• [EXTRACT]:

Too long for a comment.

Being deliberately provoking, I should state that, in real life, limits present a very limited interest.

When I was a student, my professors used to state that the limit of a function is the limit of its asymptotics and we were taught both at the same time (have a look here).

If you accept to keep this in mind, you probably understand the danger of replacing one function by another. If you look at my answers on this site, you will notice that, in expansions, I use more terms than required for the limit.

Your problem $$S_1 = \lim_{n \to \infty} \sqrt[n+1]{(n+1)!} - \sqrt[n]{n!}$$ is interesting and @Qiaochu Yuan already gave good explanations.

Consider $$f(p)= \sqrt[p]{p!}=\sqrt[p]{\Gamma(p+1)}\quad \implies \quad \log(f(p))=\frac 1 p\,\log (\Gamma (p+1))$$ Using Stirling approximation $$\log(f(p))=(\log (p)-1)+\frac{\log (p)+\log (2 \pi)}{2 p} +O\left(\frac{1}{p^2}\right)$$ Exponentiating $$f(p)=\frac{p}{e}+\frac{\log (p)+\log (\pi)+\log (2)}{2 e}+O\left(\frac{1}{p}\right)$$

Then $$f(n+1)-f(n)= \frac{1}{e}+\frac{1}{2 e n}+O\left(\frac{1}{n^2}\right)$$ which shows the limit and how it is approached. But it also provide a shortcut to evaluate $S_1$ before arriving at infinity (!!).

For example, if $n=100$, the above very truncated series gives $0.369719$ while the exact value is $0.369573$ (relative error of $0.04$%).

(Annotation records)
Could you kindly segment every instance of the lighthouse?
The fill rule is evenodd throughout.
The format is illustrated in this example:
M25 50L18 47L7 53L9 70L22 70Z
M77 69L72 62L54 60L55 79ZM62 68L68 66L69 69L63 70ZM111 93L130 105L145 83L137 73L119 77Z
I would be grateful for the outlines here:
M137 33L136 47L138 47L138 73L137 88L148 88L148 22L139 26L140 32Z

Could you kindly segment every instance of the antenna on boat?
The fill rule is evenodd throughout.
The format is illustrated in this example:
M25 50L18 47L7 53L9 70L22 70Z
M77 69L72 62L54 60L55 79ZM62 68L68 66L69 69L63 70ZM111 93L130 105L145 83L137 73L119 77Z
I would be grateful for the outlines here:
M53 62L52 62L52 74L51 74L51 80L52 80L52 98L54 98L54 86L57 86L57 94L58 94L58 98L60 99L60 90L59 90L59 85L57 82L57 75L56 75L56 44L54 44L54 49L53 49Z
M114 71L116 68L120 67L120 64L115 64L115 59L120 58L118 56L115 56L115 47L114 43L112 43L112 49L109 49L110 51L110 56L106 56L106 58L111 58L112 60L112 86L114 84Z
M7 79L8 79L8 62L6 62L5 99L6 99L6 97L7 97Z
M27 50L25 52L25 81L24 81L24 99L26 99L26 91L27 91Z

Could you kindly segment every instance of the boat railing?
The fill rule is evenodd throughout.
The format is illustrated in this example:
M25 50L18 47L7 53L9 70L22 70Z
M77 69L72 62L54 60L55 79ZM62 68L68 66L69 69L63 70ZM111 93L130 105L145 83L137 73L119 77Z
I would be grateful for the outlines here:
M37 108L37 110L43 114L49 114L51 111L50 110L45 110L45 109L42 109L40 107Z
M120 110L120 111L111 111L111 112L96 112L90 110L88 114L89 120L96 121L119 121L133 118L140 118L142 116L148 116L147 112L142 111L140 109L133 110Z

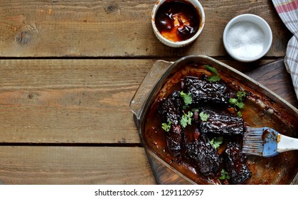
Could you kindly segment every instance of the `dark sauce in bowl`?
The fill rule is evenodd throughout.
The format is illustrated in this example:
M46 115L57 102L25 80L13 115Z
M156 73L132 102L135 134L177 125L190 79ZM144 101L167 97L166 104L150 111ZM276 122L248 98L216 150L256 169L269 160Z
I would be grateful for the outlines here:
M200 16L197 9L186 1L167 1L157 11L155 24L166 39L183 41L198 32Z

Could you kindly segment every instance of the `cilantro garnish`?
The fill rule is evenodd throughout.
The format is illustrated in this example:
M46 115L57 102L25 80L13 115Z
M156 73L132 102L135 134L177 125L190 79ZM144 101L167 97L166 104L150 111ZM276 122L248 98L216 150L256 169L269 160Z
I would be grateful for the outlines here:
M219 75L218 71L216 70L216 68L211 67L208 65L205 65L203 67L207 69L209 72L211 72L213 73L211 76L210 76L207 80L210 82L218 82L220 80L220 76Z
M203 112L200 112L199 116L200 116L201 120L202 120L203 122L206 122L208 118L209 117L209 115L208 114L206 114Z
M184 92L180 92L180 96L183 99L184 103L186 104L191 104L193 102L193 98L191 97L191 95L190 92L188 94L185 93Z
M165 130L166 132L169 132L169 131L171 129L171 124L172 124L172 122L170 121L169 122L168 124L166 123L162 123L161 124L161 128Z
M183 115L180 121L180 124L183 128L186 127L187 124L191 124L191 117L193 115L193 113L192 112L188 112L187 114L183 112Z
M230 177L229 176L229 173L228 173L227 171L225 171L225 169L223 168L220 171L220 177L219 178L220 180L225 180L225 179L230 179Z
M218 149L221 144L223 144L223 137L219 136L217 138L213 138L210 141L210 144L213 146L214 148Z

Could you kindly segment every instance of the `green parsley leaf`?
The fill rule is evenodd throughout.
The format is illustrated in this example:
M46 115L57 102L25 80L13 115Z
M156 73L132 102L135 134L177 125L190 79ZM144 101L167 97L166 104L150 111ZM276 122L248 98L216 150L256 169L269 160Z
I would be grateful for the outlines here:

• [ACTIONS TO TAKE]:
A – Do the following statements agree with the forum answer above? Answer yes or no for each and quote the words of the forum answer that decide it.
(i) The author's professors taught limits and asymptotics together.
(ii) In expansions, the author keeps only as many terms as the limit requires.
(iii) The author considers the problem uninteresting.
B – In the forum answer above, which approximation is used to expand the logarithm of f(p)?
C – List every number stated in the last sentence of the forum answer above.

• [LIST OF SOLUTIONS]:
A –
(i) Yes: "we were taught both at the same time".
(ii) No: "I use more terms than required for the limit".
(iii) No: "is interesting and @Qiaochu Yuan already gave good explanations".

B – The Stirling approximation.

C – 100, 0.369719, 0.369573, 0.04%